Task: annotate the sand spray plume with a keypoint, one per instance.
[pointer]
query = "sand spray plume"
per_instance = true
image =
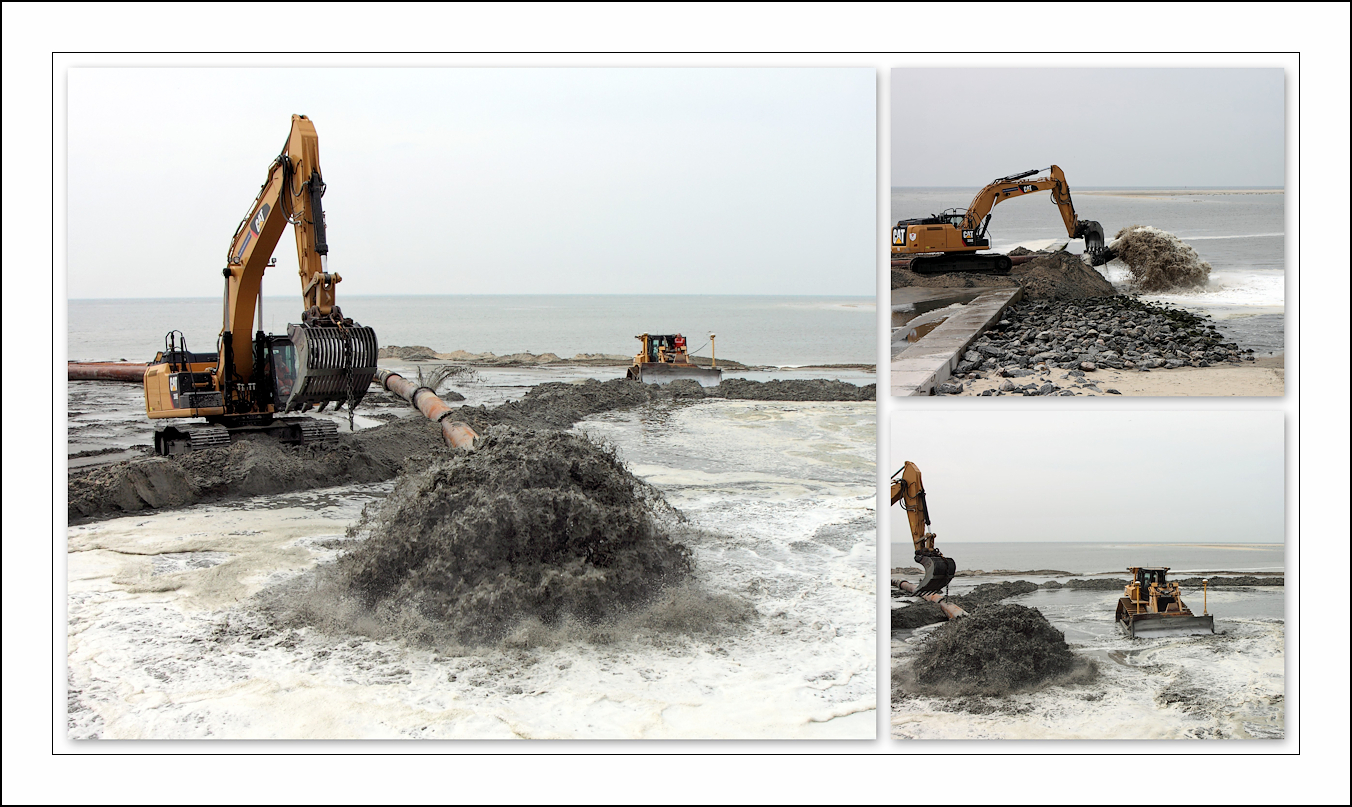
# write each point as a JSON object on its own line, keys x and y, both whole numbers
{"x": 1159, "y": 261}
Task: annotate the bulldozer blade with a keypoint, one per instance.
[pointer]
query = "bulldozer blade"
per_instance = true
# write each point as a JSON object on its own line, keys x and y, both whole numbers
{"x": 938, "y": 572}
{"x": 1160, "y": 625}
{"x": 665, "y": 373}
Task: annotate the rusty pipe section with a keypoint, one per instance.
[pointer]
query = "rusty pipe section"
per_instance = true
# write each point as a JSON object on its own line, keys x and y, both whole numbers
{"x": 106, "y": 371}
{"x": 457, "y": 434}
{"x": 947, "y": 607}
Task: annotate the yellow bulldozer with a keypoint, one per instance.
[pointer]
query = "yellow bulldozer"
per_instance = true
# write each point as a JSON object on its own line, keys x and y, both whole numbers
{"x": 953, "y": 239}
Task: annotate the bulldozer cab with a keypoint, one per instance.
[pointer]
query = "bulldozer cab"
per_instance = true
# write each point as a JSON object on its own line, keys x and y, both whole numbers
{"x": 663, "y": 346}
{"x": 1148, "y": 575}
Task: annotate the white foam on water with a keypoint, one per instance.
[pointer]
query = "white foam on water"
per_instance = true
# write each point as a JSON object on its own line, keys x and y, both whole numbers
{"x": 1263, "y": 291}
{"x": 791, "y": 521}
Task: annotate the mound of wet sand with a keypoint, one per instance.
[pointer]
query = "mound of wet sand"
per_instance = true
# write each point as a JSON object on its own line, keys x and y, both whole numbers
{"x": 917, "y": 614}
{"x": 260, "y": 465}
{"x": 987, "y": 594}
{"x": 997, "y": 650}
{"x": 1159, "y": 261}
{"x": 1241, "y": 581}
{"x": 903, "y": 277}
{"x": 249, "y": 468}
{"x": 1097, "y": 584}
{"x": 532, "y": 523}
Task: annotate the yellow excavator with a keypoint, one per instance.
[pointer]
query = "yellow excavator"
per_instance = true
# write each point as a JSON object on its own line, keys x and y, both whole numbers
{"x": 909, "y": 491}
{"x": 254, "y": 379}
{"x": 952, "y": 239}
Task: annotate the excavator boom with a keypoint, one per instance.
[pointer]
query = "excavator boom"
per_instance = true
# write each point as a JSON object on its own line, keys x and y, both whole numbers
{"x": 909, "y": 491}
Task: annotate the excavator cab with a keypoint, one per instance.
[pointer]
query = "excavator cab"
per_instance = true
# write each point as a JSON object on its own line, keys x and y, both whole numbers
{"x": 663, "y": 358}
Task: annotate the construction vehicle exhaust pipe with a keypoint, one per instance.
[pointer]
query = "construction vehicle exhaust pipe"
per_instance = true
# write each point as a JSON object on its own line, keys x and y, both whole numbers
{"x": 947, "y": 607}
{"x": 1094, "y": 242}
{"x": 456, "y": 433}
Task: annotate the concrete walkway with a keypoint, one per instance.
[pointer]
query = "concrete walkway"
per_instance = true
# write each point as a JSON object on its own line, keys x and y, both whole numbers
{"x": 930, "y": 361}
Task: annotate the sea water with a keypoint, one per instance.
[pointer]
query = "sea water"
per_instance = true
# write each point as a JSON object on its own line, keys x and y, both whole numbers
{"x": 755, "y": 330}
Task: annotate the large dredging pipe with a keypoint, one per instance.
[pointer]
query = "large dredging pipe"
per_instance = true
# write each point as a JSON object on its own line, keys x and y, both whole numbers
{"x": 1014, "y": 260}
{"x": 947, "y": 607}
{"x": 457, "y": 434}
{"x": 106, "y": 371}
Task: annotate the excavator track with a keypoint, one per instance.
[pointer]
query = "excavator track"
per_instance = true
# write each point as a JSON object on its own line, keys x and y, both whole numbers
{"x": 191, "y": 437}
{"x": 972, "y": 262}
{"x": 314, "y": 431}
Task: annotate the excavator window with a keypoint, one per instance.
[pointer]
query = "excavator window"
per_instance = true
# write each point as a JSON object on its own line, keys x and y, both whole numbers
{"x": 283, "y": 369}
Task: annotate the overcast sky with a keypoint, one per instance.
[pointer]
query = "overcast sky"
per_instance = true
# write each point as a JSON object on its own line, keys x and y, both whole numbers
{"x": 1116, "y": 127}
{"x": 484, "y": 180}
{"x": 1143, "y": 477}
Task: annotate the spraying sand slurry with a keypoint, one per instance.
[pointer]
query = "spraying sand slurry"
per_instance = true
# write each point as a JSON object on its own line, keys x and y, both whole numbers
{"x": 532, "y": 523}
{"x": 1159, "y": 261}
{"x": 997, "y": 650}
{"x": 260, "y": 467}
{"x": 772, "y": 636}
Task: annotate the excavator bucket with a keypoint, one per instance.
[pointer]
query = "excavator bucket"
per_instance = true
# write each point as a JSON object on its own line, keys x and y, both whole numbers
{"x": 938, "y": 572}
{"x": 323, "y": 364}
{"x": 665, "y": 373}
{"x": 1094, "y": 243}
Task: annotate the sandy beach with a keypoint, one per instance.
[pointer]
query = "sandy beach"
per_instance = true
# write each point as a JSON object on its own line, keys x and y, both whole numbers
{"x": 1155, "y": 192}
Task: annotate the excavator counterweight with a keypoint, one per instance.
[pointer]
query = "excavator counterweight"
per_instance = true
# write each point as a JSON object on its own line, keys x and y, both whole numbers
{"x": 909, "y": 491}
{"x": 664, "y": 358}
{"x": 1153, "y": 606}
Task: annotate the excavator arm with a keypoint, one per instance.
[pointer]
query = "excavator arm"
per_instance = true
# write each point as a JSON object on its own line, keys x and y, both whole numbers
{"x": 291, "y": 193}
{"x": 979, "y": 211}
{"x": 909, "y": 491}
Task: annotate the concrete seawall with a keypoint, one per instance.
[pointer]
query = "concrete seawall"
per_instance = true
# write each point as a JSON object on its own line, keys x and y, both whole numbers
{"x": 930, "y": 361}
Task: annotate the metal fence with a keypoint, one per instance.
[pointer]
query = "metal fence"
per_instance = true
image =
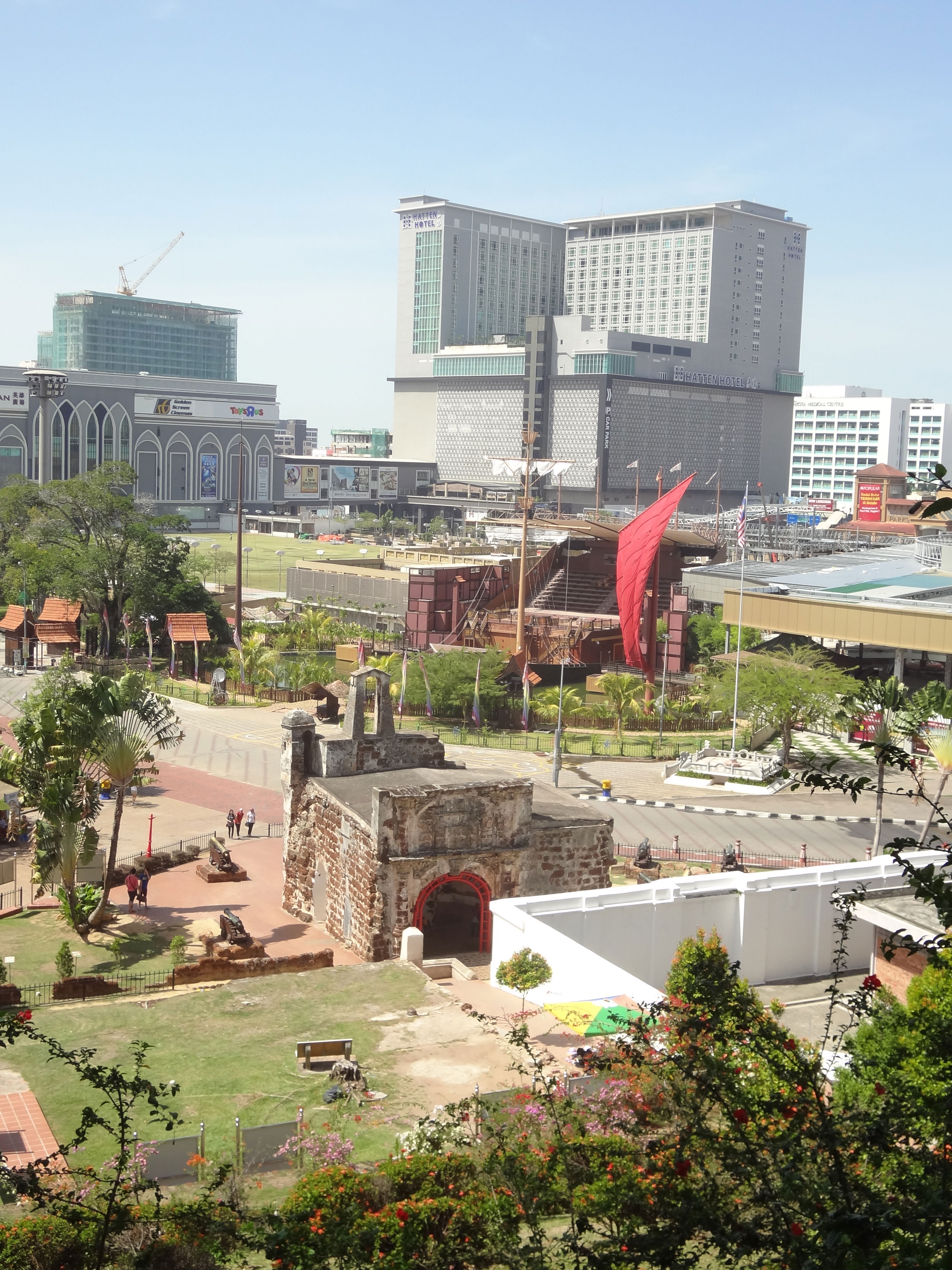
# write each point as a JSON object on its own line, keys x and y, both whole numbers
{"x": 544, "y": 743}
{"x": 756, "y": 859}
{"x": 89, "y": 987}
{"x": 12, "y": 898}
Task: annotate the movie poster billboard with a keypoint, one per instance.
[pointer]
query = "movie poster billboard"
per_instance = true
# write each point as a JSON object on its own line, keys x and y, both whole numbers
{"x": 209, "y": 475}
{"x": 264, "y": 477}
{"x": 351, "y": 481}
{"x": 293, "y": 479}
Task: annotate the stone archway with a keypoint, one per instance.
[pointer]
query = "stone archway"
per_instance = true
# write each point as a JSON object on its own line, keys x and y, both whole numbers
{"x": 454, "y": 915}
{"x": 319, "y": 896}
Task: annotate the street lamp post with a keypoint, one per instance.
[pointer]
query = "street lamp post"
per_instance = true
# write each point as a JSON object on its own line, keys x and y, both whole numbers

EXERCISE INSTRUCTIONS
Which lines above include the word "slurry"? Pick them out and copy them.

EXERCISE RESULT
Task: annotate the spraying sand slurry with a keypoint, one per instance.
query = "spraying sand slurry"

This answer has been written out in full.